### Exercise objective
In your answer, set down the records below exactly as they stand, omitting pictures.

-------- Given data --------

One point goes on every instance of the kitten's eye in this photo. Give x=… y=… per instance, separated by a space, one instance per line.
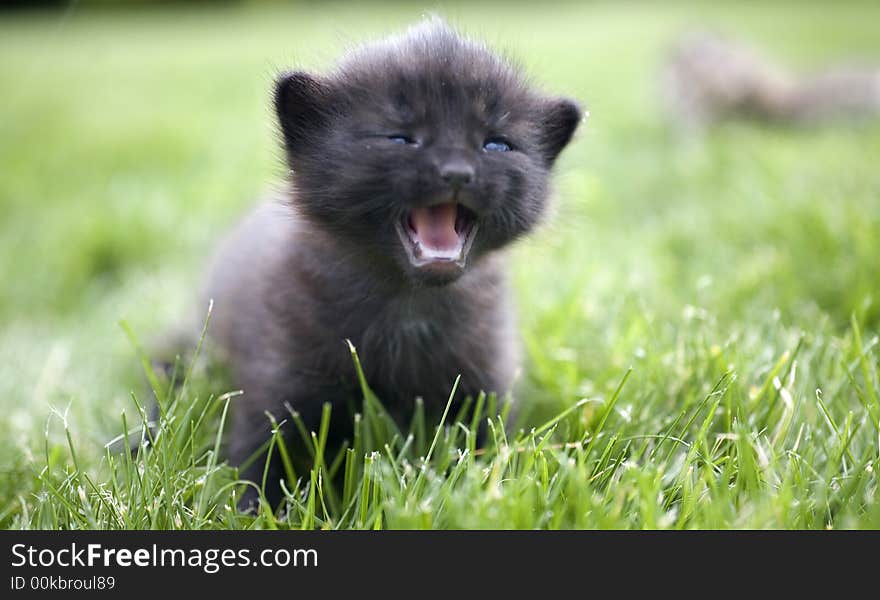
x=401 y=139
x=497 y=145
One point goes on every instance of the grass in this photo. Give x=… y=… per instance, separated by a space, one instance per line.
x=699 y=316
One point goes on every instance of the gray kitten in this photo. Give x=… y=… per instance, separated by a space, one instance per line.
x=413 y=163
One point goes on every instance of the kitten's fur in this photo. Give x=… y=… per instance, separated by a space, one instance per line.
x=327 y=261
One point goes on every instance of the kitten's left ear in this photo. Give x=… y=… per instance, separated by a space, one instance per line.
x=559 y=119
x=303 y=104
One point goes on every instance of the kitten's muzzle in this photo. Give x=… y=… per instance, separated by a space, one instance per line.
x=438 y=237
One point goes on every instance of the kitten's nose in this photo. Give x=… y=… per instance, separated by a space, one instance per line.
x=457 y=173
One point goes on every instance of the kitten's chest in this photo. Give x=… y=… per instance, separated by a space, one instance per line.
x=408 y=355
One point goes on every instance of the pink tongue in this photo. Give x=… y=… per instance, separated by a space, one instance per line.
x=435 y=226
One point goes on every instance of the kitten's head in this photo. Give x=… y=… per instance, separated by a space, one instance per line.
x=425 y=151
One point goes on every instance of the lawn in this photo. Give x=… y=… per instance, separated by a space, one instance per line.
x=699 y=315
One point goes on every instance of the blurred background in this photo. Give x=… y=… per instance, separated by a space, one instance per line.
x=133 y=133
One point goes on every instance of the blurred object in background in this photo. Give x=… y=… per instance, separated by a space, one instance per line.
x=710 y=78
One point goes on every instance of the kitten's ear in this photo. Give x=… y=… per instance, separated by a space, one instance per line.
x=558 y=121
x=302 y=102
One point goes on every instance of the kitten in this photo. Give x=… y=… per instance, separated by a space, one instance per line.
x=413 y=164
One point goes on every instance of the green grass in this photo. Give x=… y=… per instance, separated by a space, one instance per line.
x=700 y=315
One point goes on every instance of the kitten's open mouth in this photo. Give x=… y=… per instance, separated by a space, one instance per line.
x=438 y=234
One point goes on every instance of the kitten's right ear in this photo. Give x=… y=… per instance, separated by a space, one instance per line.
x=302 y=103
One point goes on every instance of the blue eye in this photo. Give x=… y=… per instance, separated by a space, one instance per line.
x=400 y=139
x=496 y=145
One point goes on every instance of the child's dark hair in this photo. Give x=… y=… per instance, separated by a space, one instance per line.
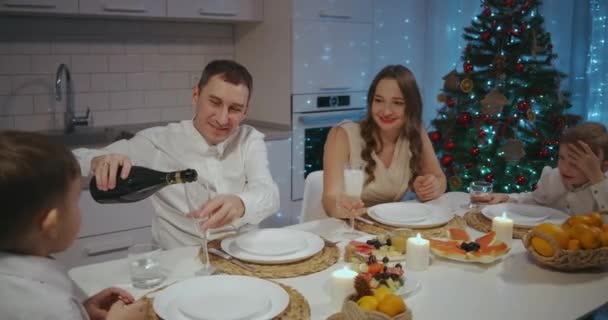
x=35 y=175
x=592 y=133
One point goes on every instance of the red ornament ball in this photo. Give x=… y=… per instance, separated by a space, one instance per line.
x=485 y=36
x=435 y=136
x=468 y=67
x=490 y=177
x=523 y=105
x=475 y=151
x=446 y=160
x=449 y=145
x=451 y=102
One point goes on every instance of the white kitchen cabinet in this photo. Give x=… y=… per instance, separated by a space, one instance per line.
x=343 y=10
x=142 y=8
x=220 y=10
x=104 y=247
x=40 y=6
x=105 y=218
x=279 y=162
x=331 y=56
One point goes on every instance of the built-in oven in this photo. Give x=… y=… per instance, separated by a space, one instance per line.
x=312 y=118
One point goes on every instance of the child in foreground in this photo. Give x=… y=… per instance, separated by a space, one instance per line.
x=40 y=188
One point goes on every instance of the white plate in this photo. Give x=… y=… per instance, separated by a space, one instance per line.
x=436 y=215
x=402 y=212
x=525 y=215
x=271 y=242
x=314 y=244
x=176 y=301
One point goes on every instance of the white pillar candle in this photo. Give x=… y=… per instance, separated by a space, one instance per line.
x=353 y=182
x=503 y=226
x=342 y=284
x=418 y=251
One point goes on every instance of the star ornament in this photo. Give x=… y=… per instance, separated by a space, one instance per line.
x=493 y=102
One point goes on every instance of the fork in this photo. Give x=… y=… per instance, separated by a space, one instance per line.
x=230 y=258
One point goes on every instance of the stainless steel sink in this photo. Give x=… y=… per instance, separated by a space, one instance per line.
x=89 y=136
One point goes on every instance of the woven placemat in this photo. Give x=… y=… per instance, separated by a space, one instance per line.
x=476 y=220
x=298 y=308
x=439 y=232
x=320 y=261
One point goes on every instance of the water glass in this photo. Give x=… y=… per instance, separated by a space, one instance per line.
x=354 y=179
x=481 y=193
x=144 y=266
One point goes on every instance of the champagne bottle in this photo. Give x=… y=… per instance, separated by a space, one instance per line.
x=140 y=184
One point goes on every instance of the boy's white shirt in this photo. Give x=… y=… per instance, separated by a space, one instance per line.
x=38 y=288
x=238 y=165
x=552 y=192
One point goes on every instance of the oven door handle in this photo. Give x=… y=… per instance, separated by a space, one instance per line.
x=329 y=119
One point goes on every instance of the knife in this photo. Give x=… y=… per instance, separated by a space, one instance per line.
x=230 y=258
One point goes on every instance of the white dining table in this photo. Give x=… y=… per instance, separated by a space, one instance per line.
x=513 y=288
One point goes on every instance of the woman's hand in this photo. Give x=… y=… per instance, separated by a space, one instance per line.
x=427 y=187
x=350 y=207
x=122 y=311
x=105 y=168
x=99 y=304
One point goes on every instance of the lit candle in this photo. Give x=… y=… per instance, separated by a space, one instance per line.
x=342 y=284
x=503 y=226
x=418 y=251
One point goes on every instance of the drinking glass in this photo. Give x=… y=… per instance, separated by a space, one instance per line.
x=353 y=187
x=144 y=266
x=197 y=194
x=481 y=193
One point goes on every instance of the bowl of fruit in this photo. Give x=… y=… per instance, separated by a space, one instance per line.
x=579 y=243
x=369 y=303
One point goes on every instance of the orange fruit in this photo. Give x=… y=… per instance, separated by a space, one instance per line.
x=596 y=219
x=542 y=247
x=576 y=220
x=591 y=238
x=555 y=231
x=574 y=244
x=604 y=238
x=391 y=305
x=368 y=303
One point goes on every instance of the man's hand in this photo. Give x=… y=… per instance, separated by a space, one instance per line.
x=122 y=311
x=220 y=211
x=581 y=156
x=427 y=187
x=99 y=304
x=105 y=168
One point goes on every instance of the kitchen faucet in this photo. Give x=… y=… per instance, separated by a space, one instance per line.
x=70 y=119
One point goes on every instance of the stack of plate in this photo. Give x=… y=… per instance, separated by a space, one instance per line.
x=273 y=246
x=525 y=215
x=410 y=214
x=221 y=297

--------

### Answer section
One point goes on every instance of the kitten's eye in this photo. Give x=… y=… per instance, separated by a space, one instance per line.
x=401 y=139
x=497 y=145
One point goes on every instance of the grass in this photo. Give x=… y=… per instance, separated by a space, one instance per line.
x=699 y=316
One point goes on every instance of the gray kitten in this photo. Give x=… y=… per instance, separated by a space, one instance per line.
x=413 y=163
One point goes on every instance of the kitten's fur in this photo. Give x=… y=… per instance, separated by a space, one instance per line.
x=327 y=261
One point goes on every instance of the kitten's left ear in this photo. Give x=… y=… per instance, separated by a space, one instance per line.
x=559 y=119
x=303 y=104
One point goes on every instance of the kitten's muzzle in this photo. Give x=… y=… per instance, separated by a space, one instance per line.
x=438 y=237
One point goes on every instance of the kitten's nose in this photo. Give x=… y=… per instance, separated by a space, one instance per line.
x=457 y=173
One point goes on every instance of the kitten's chest in this photo. Give x=… y=… per instance, separated by a space, one instance per line.
x=408 y=355
One point goes on every instance of the pink tongue in this photo. Give x=… y=… per instance, separated by a space, one instance per line.
x=435 y=226
One point goes on every instance of the kitten's head in this photo. Give x=… y=… per instance, separated by a space, one instance per line.
x=425 y=151
One point goes on every instance of the lawn in this photo. Give x=… y=… per instance, separated by a space, one instance per line.
x=699 y=315
One point goes on every instance of the blurred background in this photo. Give x=… y=… per instance, separated by a space, one instance per line.
x=133 y=133
One point goes on every instance of the blurred object in background in this photo. Give x=… y=… per instance, separated by a space, one instance per line.
x=710 y=78
One point goes on every instance of the kitten's ear in this photo. Give x=… y=… per instance, separated by a space, one instance per line.
x=558 y=121
x=302 y=102
One point goes on every instance of the kitten in this photo. Give x=… y=… per instance, separated by a space, one instance per line.
x=413 y=164
One point goes on every instance of the green grass in this photo. Give x=… y=… per instance, separated by a space, one instance per line.
x=700 y=315
One point goes on every instance of the kitten's open mouth in this photo. Give x=… y=… per instance, separated by a space, one instance per line.
x=438 y=234
One point goes on every instance of the kitten's right ear in this photo. Give x=… y=… per instance, separated by a space, one instance per line.
x=302 y=103
One point goes on every instance of the blue eye in this photo. Give x=… y=… per instance, separated by a space, one instance per line.
x=400 y=139
x=496 y=145
One point goes on every instance of the child's dark hair in this photo. Give x=… y=… per instance, separated by a space, one instance per line.
x=35 y=175
x=592 y=133
One point goes on every instance of the red ornament ball in this photo. Give x=… y=… per instance, separated by a space, one instance per line.
x=485 y=36
x=435 y=136
x=468 y=67
x=490 y=177
x=523 y=105
x=475 y=151
x=446 y=160
x=449 y=145
x=451 y=102
One point goes on every instance of the white kitchen cabinet in this photo. Give x=… y=… per instance, separated by a space, one instance per line.
x=343 y=10
x=142 y=8
x=220 y=10
x=104 y=247
x=40 y=6
x=105 y=218
x=279 y=162
x=331 y=56
One point goes on every instance of the built-in oven in this photo. Give x=… y=… per instance, separated by a space, one instance per line.
x=312 y=118
One point goes on every instance of the child in foreground in this photo. Give x=… y=… per instance, separated by a space, one instance per line.
x=40 y=188
One point goes on every instance of the white plate in this photo. Give x=… y=… per instance, separated by a space, one instance per line.
x=436 y=215
x=402 y=212
x=525 y=215
x=271 y=242
x=314 y=244
x=176 y=301
One point goes on every instance of the white pillar candle in this photo. Give x=… y=… per instance, separated by a space, one instance per line.
x=353 y=182
x=503 y=226
x=342 y=284
x=418 y=251
One point goes on every instance of the star ornament in this photo. Give x=… y=… per instance, separated by a space, one instance per line.
x=493 y=102
One point goes on every instance of the fork in this photo. Give x=… y=… per instance, separated by a space, one instance per line.
x=230 y=258
One point goes on every instance of the stainless steel sink in this photo. Give x=… y=… per instance, separated by a space, one instance per line.
x=89 y=136
One point goes on every instance of the woven placemat in this photo. Give x=… y=… per instance, separated by a space, one instance per line.
x=476 y=220
x=298 y=308
x=439 y=232
x=320 y=261
One point goes on every instance of the water glass in this photo. Give x=… y=… per instance, separated by a space, one instance per line.
x=354 y=179
x=481 y=193
x=144 y=266
One point goes on every instance of the champagne bottle in this photo. Give x=… y=… per instance, separated by a space, one instance per line.
x=140 y=184
One point goes on every instance of the boy's white shirt in this photo. Give x=… y=… per instance, separated by a space, one instance per line.
x=38 y=288
x=238 y=165
x=552 y=192
One point goes on every instance of the oven door handle in this photo. Give x=… y=… per instance, separated by a space, one instance per line.
x=329 y=119
One point goes on every instance of the knife in this photo. Give x=… y=… per instance, separated by a space, one instance per line.
x=230 y=258
One point goes on every instance of the white dining table in this photo. Give x=… y=… per instance, separated by a space, one instance per line.
x=513 y=288
One point goes on every instance of the woman's hand in this photo. Give x=… y=… per instance, separated by a space, one instance per line.
x=427 y=187
x=350 y=207
x=122 y=311
x=105 y=168
x=99 y=304
One point goes on every instance of the lit candle in this photo. Give x=… y=… per instance, separated by a space, one instance per line.
x=342 y=284
x=503 y=226
x=418 y=251
One point goes on every instance of the drinking glass in this photo. Give x=… y=… per instance, separated by a space, one instance per line.
x=353 y=187
x=144 y=266
x=197 y=194
x=481 y=193
One point goes on every instance of the bowl of fruit in this photo. Give x=… y=… per instance, separated by a space, one instance per line.
x=579 y=243
x=369 y=303
One point goes on every instance of the orange fruit in this photo. Give x=… y=… per instance, separated by a space, one instance per line.
x=596 y=219
x=542 y=247
x=576 y=220
x=591 y=238
x=555 y=231
x=574 y=244
x=604 y=238
x=391 y=305
x=368 y=303
One point goes on every instance of the man's hand in this photo. Give x=… y=… per instance, separated by a space, one instance per line.
x=122 y=311
x=220 y=211
x=581 y=156
x=427 y=187
x=99 y=304
x=105 y=168
One point goes on every instance of the kitchen faucet in this photo. Give x=… y=… per instance, separated by a space, one instance per line.
x=70 y=119
One point goes on every instance of the stack of plate in this photo. Give x=… y=… per instance, separated by a space, one instance per line.
x=273 y=246
x=525 y=215
x=410 y=214
x=221 y=297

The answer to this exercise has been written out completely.